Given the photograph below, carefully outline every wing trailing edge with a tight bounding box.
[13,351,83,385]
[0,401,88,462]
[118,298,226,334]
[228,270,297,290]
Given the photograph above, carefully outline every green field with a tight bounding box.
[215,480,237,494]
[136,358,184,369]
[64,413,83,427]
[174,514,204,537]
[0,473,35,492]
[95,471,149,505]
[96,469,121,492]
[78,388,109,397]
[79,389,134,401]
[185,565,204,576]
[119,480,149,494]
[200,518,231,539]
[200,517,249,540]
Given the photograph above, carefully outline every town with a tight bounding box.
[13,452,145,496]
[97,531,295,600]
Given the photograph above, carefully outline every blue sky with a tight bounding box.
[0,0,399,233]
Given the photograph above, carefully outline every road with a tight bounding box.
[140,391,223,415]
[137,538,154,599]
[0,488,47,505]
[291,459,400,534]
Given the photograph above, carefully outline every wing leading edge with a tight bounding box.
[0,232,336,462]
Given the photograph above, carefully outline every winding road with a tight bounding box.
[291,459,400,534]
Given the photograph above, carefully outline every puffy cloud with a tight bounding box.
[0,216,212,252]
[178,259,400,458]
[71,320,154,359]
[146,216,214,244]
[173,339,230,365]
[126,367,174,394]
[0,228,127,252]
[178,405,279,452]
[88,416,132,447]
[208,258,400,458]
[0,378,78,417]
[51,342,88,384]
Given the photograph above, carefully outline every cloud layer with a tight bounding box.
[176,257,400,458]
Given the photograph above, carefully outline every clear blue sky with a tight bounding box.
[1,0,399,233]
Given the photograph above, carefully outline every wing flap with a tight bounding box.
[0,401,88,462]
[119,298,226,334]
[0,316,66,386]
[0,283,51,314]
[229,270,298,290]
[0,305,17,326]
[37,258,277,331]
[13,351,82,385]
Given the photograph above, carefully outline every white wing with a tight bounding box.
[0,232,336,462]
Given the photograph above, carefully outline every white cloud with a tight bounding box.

* * * *

--- WHAT YOU ARE ASKED TO DO ---
Output exactly the lines of the data that run from the one containing "Given the photograph above, carefully outline every winding" to the very last line, and no others.

--- TASK RESPONSE ---
Given the photograph above, carefully outline every winding road with a tight bounding box.
[291,459,400,534]
Given the photograph above, carefully outline every puffy cloud with a tight bounding box.
[0,216,212,252]
[178,259,400,458]
[71,320,154,359]
[146,216,214,244]
[173,339,230,365]
[126,367,174,394]
[0,228,127,252]
[178,405,279,452]
[88,416,132,447]
[208,258,400,458]
[0,378,78,417]
[51,342,88,384]
Given the photograph above, carefully outline every cloud layer with a tight bounding box.
[176,257,400,458]
Given the photograph above, carefully outline every clear blue sky with a tight bounding box.
[1,0,399,233]
Given the photograph above, carefully outline every wing flap with a tight bounding box.
[0,401,88,462]
[119,298,226,334]
[0,316,66,386]
[0,283,51,314]
[229,270,298,290]
[0,305,17,326]
[37,258,277,331]
[13,351,82,385]
Given the photograph above, carefully outline every white wing with a tight bounding box.
[0,232,336,462]
Given the photograph above, carefully outline every white cloud with a tight bounding box.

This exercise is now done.